TASK STATEMENT:
Your copy should match the records below exactly, except for the pictures.

RECORDED INFORMATION:
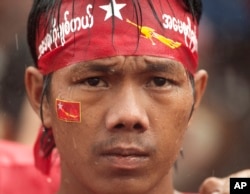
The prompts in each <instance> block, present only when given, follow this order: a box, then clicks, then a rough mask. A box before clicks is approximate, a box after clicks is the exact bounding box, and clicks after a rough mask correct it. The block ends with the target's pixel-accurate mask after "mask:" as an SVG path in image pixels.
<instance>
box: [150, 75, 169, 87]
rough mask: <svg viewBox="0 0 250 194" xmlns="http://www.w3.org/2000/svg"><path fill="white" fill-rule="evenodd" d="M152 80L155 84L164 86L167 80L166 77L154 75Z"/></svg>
mask: <svg viewBox="0 0 250 194" xmlns="http://www.w3.org/2000/svg"><path fill="white" fill-rule="evenodd" d="M152 81H153V82H154V85H155V86H164V85H165V84H166V82H167V79H165V78H162V77H155V78H153V80H152Z"/></svg>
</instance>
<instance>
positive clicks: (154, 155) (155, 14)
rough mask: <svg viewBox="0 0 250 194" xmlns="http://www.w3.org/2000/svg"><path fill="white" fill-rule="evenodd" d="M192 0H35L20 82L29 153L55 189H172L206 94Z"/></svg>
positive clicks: (204, 76)
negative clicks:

ANSWER BOX:
The prompts in each <instance> block, present only when given, follow this order: a box, then clicks, then a rough mask. A box before clicks is approximate, a box after clicks is the exact bounding box, and clicks after a rough mask correct it. The block ends with the target's pixel-accurate mask after "mask:" as an SVG path in image pixels.
<instance>
box: [150, 75, 169, 87]
rough mask: <svg viewBox="0 0 250 194" xmlns="http://www.w3.org/2000/svg"><path fill="white" fill-rule="evenodd" d="M152 80L155 84L164 86L167 80L166 77L154 75Z"/></svg>
mask: <svg viewBox="0 0 250 194" xmlns="http://www.w3.org/2000/svg"><path fill="white" fill-rule="evenodd" d="M152 81H153V82H154V85H155V86H164V85H165V84H166V82H167V79H165V78H162V77H155V78H153V80H152Z"/></svg>
</instance>
<instance>
positive clicks: (154, 155) (155, 14)
rough mask: <svg viewBox="0 0 250 194" xmlns="http://www.w3.org/2000/svg"><path fill="white" fill-rule="evenodd" d="M192 0H35L20 82L29 153L55 189H172L206 94Z"/></svg>
positive clicks: (204, 76)
negative clicks:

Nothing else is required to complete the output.